_ENTRIES PROVIDED_
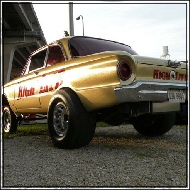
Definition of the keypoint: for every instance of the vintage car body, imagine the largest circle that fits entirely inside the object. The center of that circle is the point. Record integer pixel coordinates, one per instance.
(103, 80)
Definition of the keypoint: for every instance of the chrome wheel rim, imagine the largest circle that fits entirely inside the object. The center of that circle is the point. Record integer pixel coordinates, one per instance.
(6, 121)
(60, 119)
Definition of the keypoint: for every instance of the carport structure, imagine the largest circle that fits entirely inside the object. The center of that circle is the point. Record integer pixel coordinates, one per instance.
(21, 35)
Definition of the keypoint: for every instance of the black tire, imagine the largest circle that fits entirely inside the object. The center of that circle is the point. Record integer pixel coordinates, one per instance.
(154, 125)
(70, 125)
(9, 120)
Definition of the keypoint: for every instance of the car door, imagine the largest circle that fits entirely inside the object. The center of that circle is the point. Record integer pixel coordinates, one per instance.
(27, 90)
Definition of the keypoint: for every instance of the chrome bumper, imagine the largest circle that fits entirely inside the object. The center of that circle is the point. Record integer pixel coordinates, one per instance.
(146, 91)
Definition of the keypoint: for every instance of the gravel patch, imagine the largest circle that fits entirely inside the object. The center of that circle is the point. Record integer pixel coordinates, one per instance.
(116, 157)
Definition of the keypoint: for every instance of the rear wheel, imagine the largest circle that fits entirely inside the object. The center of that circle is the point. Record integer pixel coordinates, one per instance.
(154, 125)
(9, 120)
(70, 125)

==

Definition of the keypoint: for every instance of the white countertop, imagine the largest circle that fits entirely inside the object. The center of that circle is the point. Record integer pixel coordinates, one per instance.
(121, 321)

_INSTRUCTIONS TO FOLLOW_
Pull out every line of the material above that contains the word "white". Case counts, so only lines with that exact capitalization qualify.

_RESULT OF THE TASK_
Definition of the keypoint: for every instance of the white countertop, imagine the largest circle that fits entirely inside the object. The center of that circle is the point. Record integer pixel coordinates, one per instance.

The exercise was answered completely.